▶ Written request
From the line with "logo in this photo on that basis." through the final line, transcribe the material below character for character; include no other lines.
== == ==
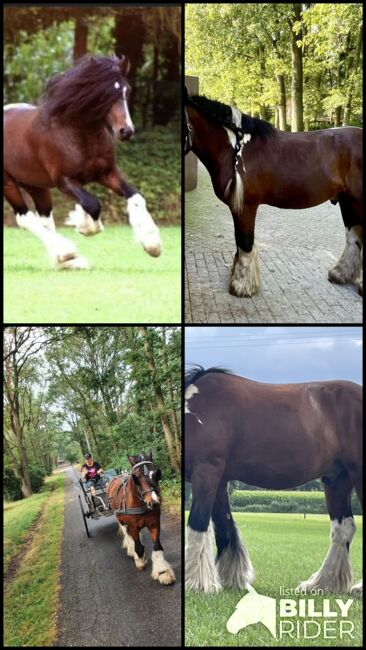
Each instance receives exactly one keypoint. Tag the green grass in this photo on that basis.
(285, 549)
(124, 285)
(31, 598)
(18, 519)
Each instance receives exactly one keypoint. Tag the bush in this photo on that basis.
(37, 476)
(12, 489)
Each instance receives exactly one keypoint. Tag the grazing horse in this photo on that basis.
(67, 141)
(135, 499)
(274, 436)
(251, 163)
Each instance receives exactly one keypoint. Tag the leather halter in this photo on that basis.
(132, 511)
(187, 133)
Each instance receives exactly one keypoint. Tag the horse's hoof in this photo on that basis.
(72, 262)
(167, 578)
(154, 251)
(335, 276)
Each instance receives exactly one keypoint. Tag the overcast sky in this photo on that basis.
(279, 354)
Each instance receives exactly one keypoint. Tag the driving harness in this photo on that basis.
(132, 511)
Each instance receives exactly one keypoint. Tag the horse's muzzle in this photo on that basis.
(126, 133)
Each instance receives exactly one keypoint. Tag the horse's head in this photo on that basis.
(118, 118)
(146, 477)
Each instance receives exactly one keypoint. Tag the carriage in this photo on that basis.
(100, 507)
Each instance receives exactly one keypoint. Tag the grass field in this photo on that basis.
(285, 549)
(124, 285)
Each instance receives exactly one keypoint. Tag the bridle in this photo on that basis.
(140, 493)
(187, 133)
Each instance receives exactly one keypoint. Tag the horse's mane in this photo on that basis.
(197, 371)
(86, 92)
(222, 114)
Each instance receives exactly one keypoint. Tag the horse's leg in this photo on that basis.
(233, 561)
(201, 573)
(245, 276)
(145, 230)
(43, 202)
(162, 570)
(348, 268)
(85, 216)
(62, 250)
(358, 483)
(335, 574)
(137, 548)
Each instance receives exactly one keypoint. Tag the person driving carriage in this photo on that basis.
(92, 472)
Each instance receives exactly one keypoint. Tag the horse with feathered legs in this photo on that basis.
(67, 141)
(274, 436)
(251, 163)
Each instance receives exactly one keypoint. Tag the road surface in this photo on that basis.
(104, 600)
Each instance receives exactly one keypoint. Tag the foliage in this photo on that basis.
(238, 50)
(11, 486)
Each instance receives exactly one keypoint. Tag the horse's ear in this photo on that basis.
(124, 65)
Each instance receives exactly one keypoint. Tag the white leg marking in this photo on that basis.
(162, 570)
(245, 276)
(47, 222)
(335, 574)
(62, 251)
(83, 222)
(236, 569)
(145, 230)
(348, 267)
(190, 392)
(200, 570)
(356, 590)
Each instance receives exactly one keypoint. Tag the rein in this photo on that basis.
(135, 510)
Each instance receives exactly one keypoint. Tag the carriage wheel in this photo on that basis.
(84, 517)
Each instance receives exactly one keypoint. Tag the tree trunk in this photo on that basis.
(80, 38)
(297, 119)
(337, 116)
(160, 401)
(281, 102)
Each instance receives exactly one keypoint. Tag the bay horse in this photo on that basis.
(135, 499)
(251, 163)
(274, 436)
(68, 141)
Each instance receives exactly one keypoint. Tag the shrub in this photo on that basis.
(12, 486)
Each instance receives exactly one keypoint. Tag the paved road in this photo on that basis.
(295, 248)
(105, 602)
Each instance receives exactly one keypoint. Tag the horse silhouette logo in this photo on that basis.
(253, 608)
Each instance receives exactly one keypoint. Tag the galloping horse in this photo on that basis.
(274, 436)
(136, 502)
(67, 141)
(251, 163)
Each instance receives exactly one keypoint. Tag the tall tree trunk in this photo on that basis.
(160, 400)
(297, 119)
(281, 101)
(348, 104)
(80, 38)
(337, 116)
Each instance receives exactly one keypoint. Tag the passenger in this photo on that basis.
(92, 472)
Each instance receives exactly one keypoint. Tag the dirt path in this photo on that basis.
(104, 600)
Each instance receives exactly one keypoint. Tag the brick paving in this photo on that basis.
(296, 248)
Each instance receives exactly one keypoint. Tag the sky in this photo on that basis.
(279, 354)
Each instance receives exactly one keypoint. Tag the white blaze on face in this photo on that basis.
(125, 106)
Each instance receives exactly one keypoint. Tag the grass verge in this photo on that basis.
(285, 549)
(31, 598)
(124, 285)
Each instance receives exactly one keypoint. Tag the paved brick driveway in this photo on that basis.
(295, 247)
== == ==
▶ Right answer
Each instance receives exactly one keypoint. Tag the horse silhouette logo in this photo on that basis.
(253, 608)
Each instance receives exactly one keypoint. Tag the galloping horse in this photo on that basis.
(274, 436)
(136, 502)
(67, 141)
(251, 163)
Each instance receives exactly one keypoint. Tag the tall tree trunk in this photo on that basis.
(160, 400)
(297, 119)
(281, 101)
(348, 104)
(80, 38)
(337, 116)
Each instance receives exactly one keypoint. Tag the passenger in this photo on that basis.
(92, 472)
Each instance receives exactly one keypoint. Tag the dirt path in this photo on that basis.
(104, 600)
Each instance receives exactly one keypoint. Tag the brick paving in this photo on that basis.
(296, 248)
Each instance receives exactly one keypoint. Tag the sky in this photo on that basis.
(279, 354)
Each instance receives exactly one keypoint. Tag the white blaze on face in this photo on that basis.
(125, 106)
Each instance receives exactly one keypoint. Tag the grass verge in this photo on that basis.
(285, 549)
(31, 598)
(124, 285)
Each instance receives exactly one keypoint. Tag the paved brick driveway in this photo on that basis.
(295, 247)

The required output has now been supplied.